** PROVIDED RECORDS follows **
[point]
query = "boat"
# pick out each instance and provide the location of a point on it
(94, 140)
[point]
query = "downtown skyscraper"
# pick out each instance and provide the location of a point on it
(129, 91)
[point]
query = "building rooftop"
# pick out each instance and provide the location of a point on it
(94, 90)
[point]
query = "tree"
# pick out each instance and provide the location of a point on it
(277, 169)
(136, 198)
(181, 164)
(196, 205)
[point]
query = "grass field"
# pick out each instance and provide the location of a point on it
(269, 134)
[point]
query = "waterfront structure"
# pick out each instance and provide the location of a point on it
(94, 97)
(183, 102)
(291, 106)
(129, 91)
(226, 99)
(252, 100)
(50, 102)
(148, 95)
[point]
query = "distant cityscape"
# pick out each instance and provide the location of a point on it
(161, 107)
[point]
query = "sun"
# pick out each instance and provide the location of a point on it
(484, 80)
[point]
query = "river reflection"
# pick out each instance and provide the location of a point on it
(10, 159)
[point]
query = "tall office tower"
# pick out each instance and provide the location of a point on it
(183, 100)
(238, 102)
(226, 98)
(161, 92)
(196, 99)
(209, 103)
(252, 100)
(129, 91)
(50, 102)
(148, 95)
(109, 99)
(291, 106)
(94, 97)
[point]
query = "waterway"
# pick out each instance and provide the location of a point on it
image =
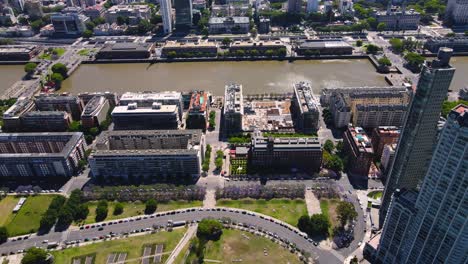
(9, 74)
(256, 77)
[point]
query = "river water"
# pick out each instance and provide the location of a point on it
(256, 77)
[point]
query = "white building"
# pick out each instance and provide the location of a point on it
(166, 13)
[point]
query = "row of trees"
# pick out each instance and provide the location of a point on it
(159, 192)
(206, 161)
(257, 191)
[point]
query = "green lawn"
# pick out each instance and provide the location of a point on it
(133, 246)
(235, 245)
(46, 55)
(328, 207)
(6, 207)
(27, 220)
(137, 208)
(375, 194)
(286, 210)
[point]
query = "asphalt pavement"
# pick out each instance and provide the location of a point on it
(266, 223)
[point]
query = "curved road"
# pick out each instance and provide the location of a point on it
(274, 226)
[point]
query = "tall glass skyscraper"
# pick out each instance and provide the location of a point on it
(418, 136)
(433, 228)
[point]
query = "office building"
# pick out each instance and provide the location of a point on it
(312, 6)
(229, 25)
(197, 116)
(40, 154)
(324, 47)
(151, 155)
(125, 50)
(457, 12)
(382, 136)
(45, 121)
(182, 49)
(156, 116)
(458, 44)
(286, 154)
(146, 99)
(434, 227)
(166, 13)
(134, 13)
(418, 136)
(33, 8)
(305, 108)
(294, 6)
(69, 23)
(12, 116)
(398, 19)
(183, 14)
(95, 112)
(388, 154)
(359, 149)
(233, 111)
(53, 102)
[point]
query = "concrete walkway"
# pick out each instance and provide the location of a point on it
(192, 230)
(312, 203)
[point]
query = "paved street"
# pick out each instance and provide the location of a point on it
(282, 230)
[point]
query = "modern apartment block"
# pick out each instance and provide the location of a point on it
(197, 116)
(306, 110)
(12, 116)
(45, 121)
(184, 14)
(418, 136)
(152, 155)
(368, 107)
(146, 99)
(95, 112)
(156, 116)
(398, 19)
(233, 111)
(382, 136)
(40, 154)
(359, 149)
(457, 11)
(68, 103)
(434, 229)
(286, 154)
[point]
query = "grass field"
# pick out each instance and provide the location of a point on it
(6, 207)
(133, 246)
(328, 207)
(286, 210)
(46, 55)
(27, 220)
(137, 208)
(236, 245)
(375, 194)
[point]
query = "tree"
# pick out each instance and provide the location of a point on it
(345, 212)
(60, 68)
(150, 206)
(57, 78)
(29, 68)
(226, 41)
(3, 234)
(87, 34)
(209, 229)
(381, 26)
(101, 211)
(118, 209)
(329, 146)
(384, 61)
(35, 255)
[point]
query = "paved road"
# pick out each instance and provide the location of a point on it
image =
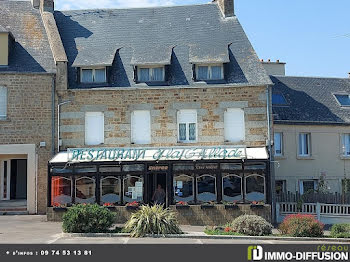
** End of PROVIDED RECORDS **
* REQUIRED ACTION
In your copy, reproduce the data above exactly and skip every picture.

* WRITTEN REPLY
[point]
query = "boat"
# pick out each instance and provide the location of a point on it
(94, 140)
[point]
query = "downtown skyscraper"
# pick out each instance and provide the location of a point on it
(129, 91)
[point]
query = "building rooftop"
# pick out each instance and provide the location of a point on it
(94, 90)
[point]
query = "tree"
# pick out each instance and provide the location of a point on it
(277, 169)
(136, 198)
(181, 164)
(196, 205)
[point]
query = "grass field"
# pick out each instance and provide the location of a point on it
(269, 134)
[point]
query = "waterfront structure"
# pick out each instance and provide the location of a point on it
(94, 97)
(183, 102)
(291, 106)
(129, 91)
(226, 99)
(252, 100)
(50, 102)
(148, 95)
[point]
query = "distant cityscape"
# pick out each instance and provide the location of a point on it
(161, 107)
[point]
query = "sun"
# pick out each instance and provide the location of a point on it
(484, 80)
[point]
query = "river reflection"
# pick out each instance and provide the location of a point on it
(10, 159)
[point]
query = "tall office tower"
# pick out each instance and provide the location of a point on it
(183, 100)
(238, 102)
(226, 98)
(161, 92)
(196, 99)
(209, 103)
(252, 100)
(129, 91)
(50, 102)
(148, 95)
(109, 99)
(291, 106)
(94, 97)
[point]
query = "waterway"
# pick out each instance and provide the location of a point on it
image =
(9, 74)
(256, 77)
[point]
query = "river water"
# pick out each instance and provide the location of a point on it
(256, 77)
[point]
query = "white building"
# pick out each instance and provide the location of a point on it
(166, 13)
[point]
query = "row of trees"
# pick out each instance and provide the location of a point on it
(159, 192)
(206, 161)
(257, 191)
[point]
query = "green lawn"
# pick out each instance and provide the location of a point on it
(133, 246)
(235, 245)
(46, 55)
(328, 207)
(6, 207)
(27, 220)
(137, 208)
(375, 194)
(286, 210)
[point]
query = "asphalt pavement"
# pick out each instance and provide the location of a point on it
(266, 223)
[point]
query = "curved road"
# pick out each instance and provide the location of a point on it
(274, 226)
[point]
query = "tall glass skyscraper"
# pick out each instance and provide the location of a point on it
(418, 136)
(433, 228)
[point]
query = "office building"
# pick out each instance and provide the location of a point on it
(312, 6)
(229, 25)
(197, 116)
(40, 154)
(324, 47)
(151, 155)
(125, 50)
(457, 12)
(382, 136)
(45, 121)
(182, 49)
(156, 116)
(458, 44)
(286, 154)
(146, 99)
(434, 227)
(166, 13)
(134, 13)
(418, 136)
(33, 8)
(305, 108)
(294, 6)
(69, 23)
(12, 116)
(398, 19)
(183, 14)
(95, 112)
(388, 154)
(359, 149)
(233, 111)
(53, 102)
[point]
query = "concrete walkway"
# pick out each instance and provide the location of a point on it
(192, 230)
(312, 203)
[point]
query = "paved street"
# pick out each instance and provide the location of a point on it
(282, 230)
[point]
query = "modern apartment block"
# pick out each instance and provide the location of a point on it
(197, 116)
(306, 110)
(12, 116)
(45, 121)
(184, 14)
(418, 136)
(152, 155)
(368, 107)
(146, 99)
(95, 112)
(156, 116)
(398, 19)
(233, 111)
(382, 136)
(40, 154)
(359, 149)
(457, 11)
(68, 103)
(434, 229)
(286, 154)
[point]
query = "grass field"
# pick out each instance and provide the location of a point on it
(6, 207)
(133, 246)
(328, 207)
(286, 210)
(46, 55)
(27, 220)
(137, 208)
(236, 245)
(375, 194)
[point]
query = "tree"
# pick out each instance and provide the location of a point on it
(345, 212)
(60, 68)
(150, 206)
(57, 78)
(29, 68)
(226, 41)
(3, 234)
(87, 34)
(209, 229)
(381, 26)
(101, 211)
(118, 209)
(329, 146)
(384, 61)
(35, 255)
[point]
query = "paved road"
# pick out each instance and provide the location of a point on it
image =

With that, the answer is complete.